- Directed by: Jennifer Peedom Joseph Nizeti
- Written by: Robert Macfarlane Jennifer Peedom Joseph Nizeti
- Produced by: Jo-Anne McGowan Jennifer Peedom John Smithson
- Narrated by: Willem Dafoe
- Cinematography: Yann Arthus-Bertrand Ben Knight Dan Lior Peter McBride Danny McGee Renan Ozturk
- Edited by: Simon Njoo
- Music by: Richard Tognetti William Barton Piers Burbrook de Vere
- Production company: Stranger Than Fiction Films
- Distributed by: Greenwich Entertainment; Madman Entertainment; Dogwoof;
- Release dates: 13 August 2021 (Melbourne International Film Festival); 24 March 2022 (Australia); 13 July 2022 (ABC);
- Running time: 75 min.
- Country: Australia
- Language: English

= River (2021 film) =

River is a 2021 Australian documentary film, co-written, co-produced and directed by Jennifer Peedom. It is a follow-up to Mountain.

==Cast==
- Willem Dafoe, as the narrator

==Critical response==
On review aggregator Rotten Tomatoes, the film has an approval rating of 88% based on 24 reviews. On Metacritic, the film has a weighted average score of 58 out of 100, based on 9 critics, indicating "Mixed or average reviews".

Sandra Hall from The Sydney Morning Herald gave the film four stars and called it "a hypnotic experience – and an audacious one – given the film’s stately pace and scorn for action, suspense and all the other conventional narrative devices." continuing "But it’s put together with such a finely tuned instinct for the sensuous power of the earth’s splendours that it’s very seductive."

--- Raw data ---
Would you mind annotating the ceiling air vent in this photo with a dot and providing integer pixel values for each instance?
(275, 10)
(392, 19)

--- Aim of the exercise ---
Resume the article on the 2021 documentary River, picking up right after its last sentence. The listing above has nothing to do with the film article and stands on its own.

--- Expected answer ---
Writing in the Austin Chronicle, Richard Whittaker gave 3 1/2 stars, concluding, "Yes, River flows in the wake of other documentaries, and some have called it redundant. But it is rather another drop in the flood of documentaries, and without all those drops, especially one so beautiful and challenging, there will never be any erosion of our antipathy to change. If the purpose of Mountain was to humble the viewer, then River is intended to quietly terrify us. Maybe that's exactly what we need."

Michael Hogan from The Telegraph gave the film one out of five stars, finishing "This wasn’t meditative enough to qualify as “Slow TV”, partly because neither Dafoe nor the musicians would pipe down. By the time the credits rolled on River, I wanted to throw myself into the nearest one."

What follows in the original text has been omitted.